Write out again, exactly, the lines below starting at the one with "q=green board panel" and ending at the one with "q=bare tree".

Task inputs:
· · · · · · ·

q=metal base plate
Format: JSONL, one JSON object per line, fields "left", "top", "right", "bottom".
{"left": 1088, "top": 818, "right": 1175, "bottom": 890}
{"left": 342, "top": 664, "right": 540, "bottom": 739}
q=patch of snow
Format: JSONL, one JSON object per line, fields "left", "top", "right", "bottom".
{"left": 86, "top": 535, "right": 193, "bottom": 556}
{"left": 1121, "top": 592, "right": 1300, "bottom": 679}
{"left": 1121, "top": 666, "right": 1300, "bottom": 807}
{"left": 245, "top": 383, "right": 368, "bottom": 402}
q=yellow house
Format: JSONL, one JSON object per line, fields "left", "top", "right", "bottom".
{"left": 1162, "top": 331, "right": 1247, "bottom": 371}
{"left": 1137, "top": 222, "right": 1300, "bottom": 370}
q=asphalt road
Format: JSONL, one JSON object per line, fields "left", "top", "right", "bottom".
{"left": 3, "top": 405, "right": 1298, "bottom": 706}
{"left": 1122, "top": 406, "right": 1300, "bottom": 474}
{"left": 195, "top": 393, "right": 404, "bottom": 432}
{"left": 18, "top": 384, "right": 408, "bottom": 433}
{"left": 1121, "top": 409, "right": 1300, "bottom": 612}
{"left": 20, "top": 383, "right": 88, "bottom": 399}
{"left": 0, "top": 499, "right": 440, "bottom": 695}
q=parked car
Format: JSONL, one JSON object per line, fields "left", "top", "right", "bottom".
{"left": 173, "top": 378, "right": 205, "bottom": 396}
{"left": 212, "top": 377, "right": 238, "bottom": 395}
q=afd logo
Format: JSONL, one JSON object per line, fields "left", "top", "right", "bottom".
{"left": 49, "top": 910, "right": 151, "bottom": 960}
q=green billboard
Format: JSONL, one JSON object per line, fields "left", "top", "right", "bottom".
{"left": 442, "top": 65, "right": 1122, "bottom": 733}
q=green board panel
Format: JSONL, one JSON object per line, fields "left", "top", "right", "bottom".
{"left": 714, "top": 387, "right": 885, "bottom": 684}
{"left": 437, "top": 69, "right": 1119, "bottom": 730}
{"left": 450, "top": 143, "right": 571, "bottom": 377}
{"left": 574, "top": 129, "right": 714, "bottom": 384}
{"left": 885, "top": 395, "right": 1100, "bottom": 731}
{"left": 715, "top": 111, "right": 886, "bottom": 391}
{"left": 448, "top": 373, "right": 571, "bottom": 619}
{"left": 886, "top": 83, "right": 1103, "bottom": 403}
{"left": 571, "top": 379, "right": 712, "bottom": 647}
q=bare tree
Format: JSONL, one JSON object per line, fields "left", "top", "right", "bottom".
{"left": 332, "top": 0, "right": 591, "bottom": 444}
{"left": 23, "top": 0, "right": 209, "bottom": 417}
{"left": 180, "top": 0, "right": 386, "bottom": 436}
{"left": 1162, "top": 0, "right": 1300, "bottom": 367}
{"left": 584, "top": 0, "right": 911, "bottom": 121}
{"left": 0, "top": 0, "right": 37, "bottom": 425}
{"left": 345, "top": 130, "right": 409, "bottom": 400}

· · · · · · ·

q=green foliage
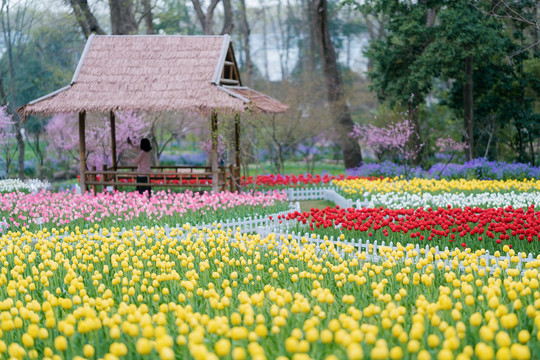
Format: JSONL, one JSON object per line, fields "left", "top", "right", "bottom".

· · · · · · ·

Solution:
q=green board panel
Format: JSONL, one JSON object per line, fields "left", "top", "right", "bottom".
{"left": 714, "top": 387, "right": 885, "bottom": 684}
{"left": 437, "top": 69, "right": 1119, "bottom": 730}
{"left": 450, "top": 143, "right": 571, "bottom": 377}
{"left": 574, "top": 129, "right": 714, "bottom": 384}
{"left": 885, "top": 395, "right": 1100, "bottom": 731}
{"left": 715, "top": 111, "right": 886, "bottom": 391}
{"left": 448, "top": 373, "right": 571, "bottom": 619}
{"left": 886, "top": 83, "right": 1103, "bottom": 403}
{"left": 571, "top": 379, "right": 712, "bottom": 647}
q=bare tree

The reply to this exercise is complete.